PROBLEM –
Reproduce every line of the items below, requests included, and shift each answer's coordinates by adding 53 to every x and y value.

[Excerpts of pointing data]
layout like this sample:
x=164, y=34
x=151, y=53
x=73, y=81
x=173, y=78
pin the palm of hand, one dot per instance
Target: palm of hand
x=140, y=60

WRITTEN RESPONSE –
layout like this sample:
x=164, y=34
x=151, y=53
x=73, y=81
x=173, y=78
pin the palm of hand, one dot per instance
Target: palm of hand
x=193, y=113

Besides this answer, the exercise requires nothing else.